§ **Work to complete**
Output each line of the data below exactly, omitting any image.

§ **Materials provided**
______________________________

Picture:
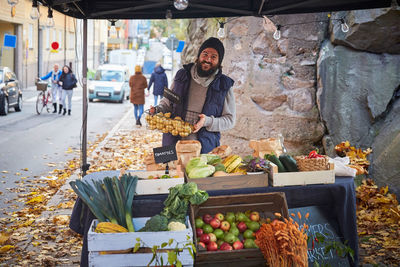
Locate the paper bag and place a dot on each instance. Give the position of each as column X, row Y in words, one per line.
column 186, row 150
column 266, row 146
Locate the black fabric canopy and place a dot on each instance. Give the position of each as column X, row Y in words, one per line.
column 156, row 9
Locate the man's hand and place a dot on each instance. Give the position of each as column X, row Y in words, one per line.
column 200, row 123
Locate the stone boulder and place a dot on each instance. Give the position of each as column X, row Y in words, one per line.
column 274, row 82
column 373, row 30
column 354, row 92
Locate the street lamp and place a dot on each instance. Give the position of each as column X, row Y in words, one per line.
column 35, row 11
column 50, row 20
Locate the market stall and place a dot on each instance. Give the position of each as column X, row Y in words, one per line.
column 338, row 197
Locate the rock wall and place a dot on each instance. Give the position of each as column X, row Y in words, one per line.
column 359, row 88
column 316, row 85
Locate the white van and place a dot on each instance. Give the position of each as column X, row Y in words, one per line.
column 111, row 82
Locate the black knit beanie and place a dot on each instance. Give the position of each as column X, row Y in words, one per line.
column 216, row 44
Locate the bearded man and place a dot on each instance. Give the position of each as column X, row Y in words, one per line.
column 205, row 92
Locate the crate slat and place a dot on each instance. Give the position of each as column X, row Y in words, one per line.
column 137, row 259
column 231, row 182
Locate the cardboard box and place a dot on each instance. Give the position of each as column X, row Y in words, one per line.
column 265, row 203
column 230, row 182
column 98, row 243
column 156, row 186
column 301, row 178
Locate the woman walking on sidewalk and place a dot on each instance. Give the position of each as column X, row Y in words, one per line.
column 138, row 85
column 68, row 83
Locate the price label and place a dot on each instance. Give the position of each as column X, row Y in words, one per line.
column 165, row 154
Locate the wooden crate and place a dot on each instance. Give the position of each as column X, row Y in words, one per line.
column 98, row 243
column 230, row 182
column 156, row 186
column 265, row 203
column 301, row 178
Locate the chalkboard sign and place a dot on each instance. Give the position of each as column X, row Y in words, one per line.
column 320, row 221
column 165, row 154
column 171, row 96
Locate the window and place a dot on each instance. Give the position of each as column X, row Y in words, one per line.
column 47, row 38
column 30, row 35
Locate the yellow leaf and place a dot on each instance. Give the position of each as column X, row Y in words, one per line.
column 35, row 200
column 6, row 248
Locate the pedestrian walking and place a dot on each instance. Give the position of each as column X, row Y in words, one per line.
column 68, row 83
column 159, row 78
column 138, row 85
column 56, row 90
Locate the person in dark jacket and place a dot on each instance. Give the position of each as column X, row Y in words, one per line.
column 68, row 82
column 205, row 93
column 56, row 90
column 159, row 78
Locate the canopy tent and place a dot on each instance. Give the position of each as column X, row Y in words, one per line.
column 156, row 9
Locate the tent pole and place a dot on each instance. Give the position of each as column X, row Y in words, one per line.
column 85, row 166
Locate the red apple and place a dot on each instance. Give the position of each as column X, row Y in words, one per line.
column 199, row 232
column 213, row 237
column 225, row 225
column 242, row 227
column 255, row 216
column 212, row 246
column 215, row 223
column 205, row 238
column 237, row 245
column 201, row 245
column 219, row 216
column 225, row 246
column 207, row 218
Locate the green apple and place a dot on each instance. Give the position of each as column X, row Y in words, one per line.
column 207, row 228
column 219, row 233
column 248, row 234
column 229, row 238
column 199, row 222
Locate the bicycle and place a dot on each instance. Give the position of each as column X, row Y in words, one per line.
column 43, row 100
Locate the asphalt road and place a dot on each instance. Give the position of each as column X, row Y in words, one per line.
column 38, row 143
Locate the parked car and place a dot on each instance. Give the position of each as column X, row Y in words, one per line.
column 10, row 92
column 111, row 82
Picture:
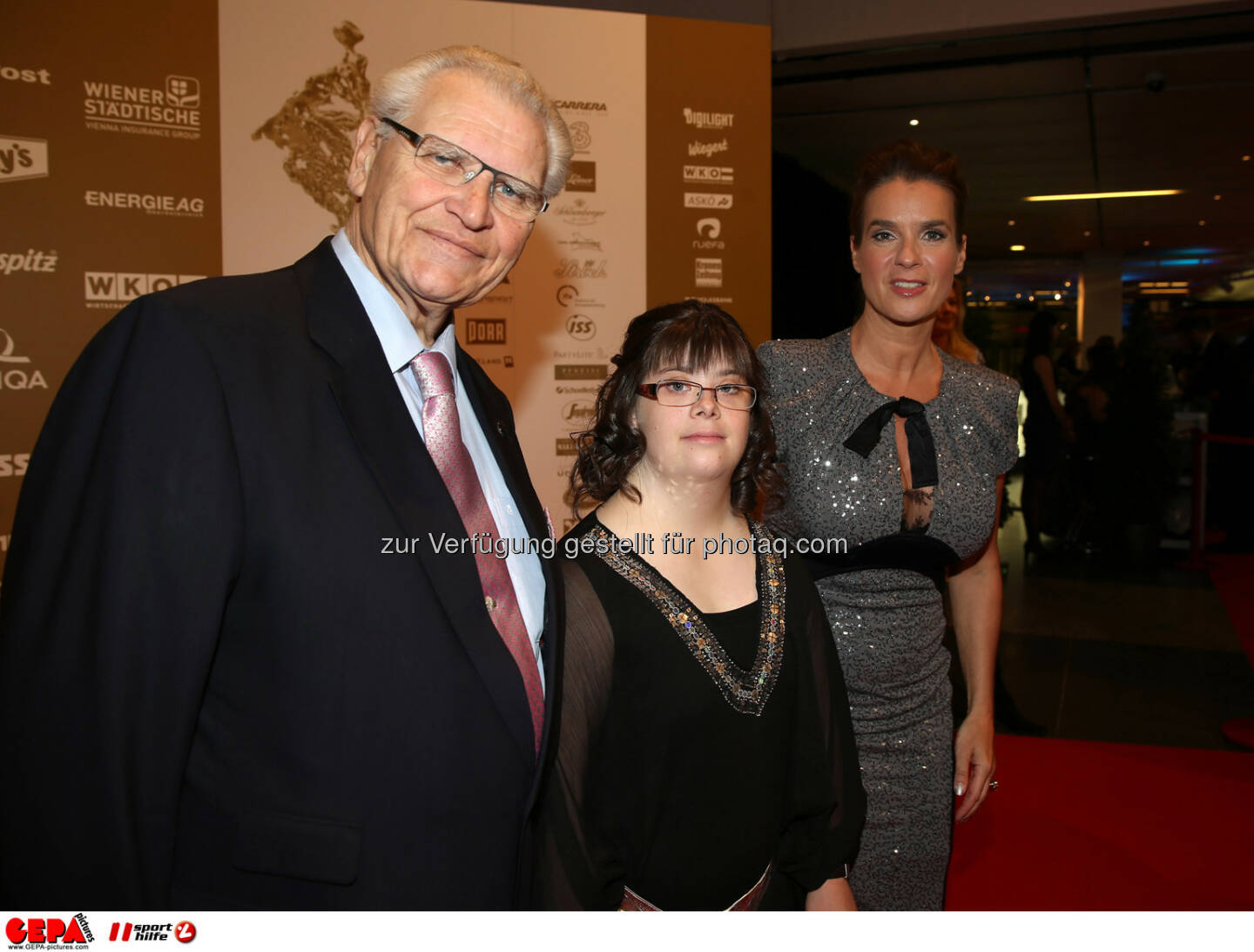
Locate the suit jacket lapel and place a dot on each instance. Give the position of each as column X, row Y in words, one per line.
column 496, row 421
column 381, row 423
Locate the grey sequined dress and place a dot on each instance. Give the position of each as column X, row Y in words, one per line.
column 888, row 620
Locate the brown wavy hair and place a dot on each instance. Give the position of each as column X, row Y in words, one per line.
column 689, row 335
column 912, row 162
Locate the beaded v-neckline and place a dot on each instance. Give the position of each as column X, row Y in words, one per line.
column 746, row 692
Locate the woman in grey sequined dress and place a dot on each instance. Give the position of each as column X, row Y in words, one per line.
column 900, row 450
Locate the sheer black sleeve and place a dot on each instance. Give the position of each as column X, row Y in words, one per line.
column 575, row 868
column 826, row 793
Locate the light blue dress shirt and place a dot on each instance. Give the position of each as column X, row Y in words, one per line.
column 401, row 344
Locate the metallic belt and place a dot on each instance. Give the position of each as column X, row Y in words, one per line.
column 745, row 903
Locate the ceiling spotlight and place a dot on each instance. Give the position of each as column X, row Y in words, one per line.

______________________________

§ **Response area**
Picture:
Locate the paper bag and place a dot on each instance. Give the position of each as column X, row Y in words, one per line.
column 186, row 150
column 266, row 146
Locate the black fabric canopy and place a dot on each instance. Give the position of each as column X, row Y in words, one per line.
column 156, row 9
Locate the man's hand and place a dot on each instance. Give the position of each as column X, row Y in words, one per line.
column 200, row 123
Locate the stone boulder and place a dot on each instance. Give the position of each as column X, row Y in words, one per line.
column 274, row 82
column 373, row 30
column 354, row 92
Locate the street lamp and place a dot on each instance. Give the position of each as column X, row Y in words, one per line.
column 35, row 11
column 50, row 20
Locate the market stall and place a dot on each instance. Give the position of each as column X, row Y in words, one per line.
column 338, row 197
Locate the rock wall and place a dot on each instance. Give the position of each as column X, row Y in words, one per line.
column 359, row 88
column 316, row 85
Locate the white van and place a dot on each instance. Give the position of each as column X, row Y in words, one per line.
column 111, row 82
Locate the black knit beanie and place a dot on each instance. Give the position of each as column X, row Y in words, one per line.
column 216, row 44
Locate the bearded man and place a dot on each instance. Give the position of each as column X, row Y in words, one per line.
column 205, row 92
Locate the crate slat and place a dot on each instance. Give the position of each as column X, row Y in words, one per line.
column 137, row 259
column 231, row 182
Locate the cardboard box and place a dot on each instance. Give the position of each as column X, row Y in words, one per line.
column 265, row 203
column 230, row 182
column 98, row 243
column 156, row 186
column 301, row 178
Locate the woman walking on sidewalk and place a dot on each instance. Give the position of each as column X, row Y in words, one per line.
column 138, row 85
column 68, row 83
Locate the price label and place a dot on each instance. Give the position of each as column X, row Y in words, one per line.
column 165, row 154
Locate the wooden crate and place a dot on each instance. Give the position of each as column X, row Y in words, one per line.
column 98, row 243
column 230, row 182
column 156, row 186
column 265, row 203
column 301, row 178
Locate the chalkboard sign and place a dot on each instance. Give the position of each as column X, row Y in words, one per line.
column 320, row 221
column 165, row 154
column 171, row 96
Locate the window and place a dot on each instance. Give the position of each as column X, row Y in words, one per line.
column 47, row 38
column 30, row 35
Locate the yellow leaf and place a dot on each instance. Give the position of each as column X, row Y in words, one per line.
column 35, row 200
column 6, row 248
Locate the pedestrian walking and place a dot on each instance. Give the position of each as column X, row Y in words, one per line.
column 68, row 83
column 159, row 78
column 138, row 85
column 56, row 90
Locate the person in dark jacket and place a dot on each instance. Give the position of each as column X, row Y in words, one per line.
column 68, row 82
column 205, row 93
column 56, row 90
column 159, row 78
Locate the canopy tent and place a dot on each instance. Give the position of each as column X, row Y in words, one per line.
column 156, row 9
Locate the tent pole and place a dot on each instance. Give the position of each as column X, row Y in words, one per line.
column 85, row 166
Locate the red apple and place a dot on each instance. Give the position of each as column X, row Y in words, one per line.
column 199, row 232
column 213, row 237
column 225, row 225
column 242, row 227
column 255, row 216
column 212, row 246
column 215, row 223
column 205, row 238
column 237, row 245
column 201, row 245
column 219, row 216
column 225, row 246
column 207, row 218
Locate the green apple and place a dot on each instance. Give the position of each as column X, row Y in words, one per line.
column 207, row 228
column 219, row 233
column 248, row 234
column 229, row 238
column 199, row 222
Locate the bicycle and place a dot on each instance. Give the position of each as column X, row Y in words, one per line.
column 43, row 100
Locate the asphalt road and place a dot on each instance. Give the position of each as column X, row Y in words, one per line.
column 38, row 143
Locate the parked car and place a dot on each instance. Give the position of each as column X, row Y in words, one per line.
column 10, row 92
column 111, row 82
Picture:
Locate the suit jacket lapel and place a dot on each instance. Give the position of each as column X, row Y in words, one per line.
column 496, row 421
column 381, row 423
Locate the grey sequined dress and place a dot on each instance. Give the position of each as column X, row Y in words, one per line.
column 888, row 620
Locate the brown wavy hair and place a dot on each instance. Give the position of each as column X, row Y in words, one per line.
column 689, row 335
column 912, row 162
Locate the beaded v-neckline and place a dot on each instance. Give the position of each as column X, row Y in words, one per line.
column 746, row 692
Locate the woman in grey sequined dress and place a dot on each instance. Give the position of each as column X, row Y in words, one per line.
column 900, row 450
Locate the sheer black sleeve and place a dot on each instance. Give the position of each as column X, row Y in words, one per line.
column 575, row 868
column 826, row 793
Locate the light blue dress shirt and place a dot on each instance. Give the position of each as column X, row Y in words, one per line.
column 401, row 344
Locate the metallic belt and place a dot on each instance. Give the position of each as column X, row Y in words, one per line.
column 745, row 903
Locate the ceiling spotlight and place a dot on each instance. Give the position of each as column X, row Y in words, one per line.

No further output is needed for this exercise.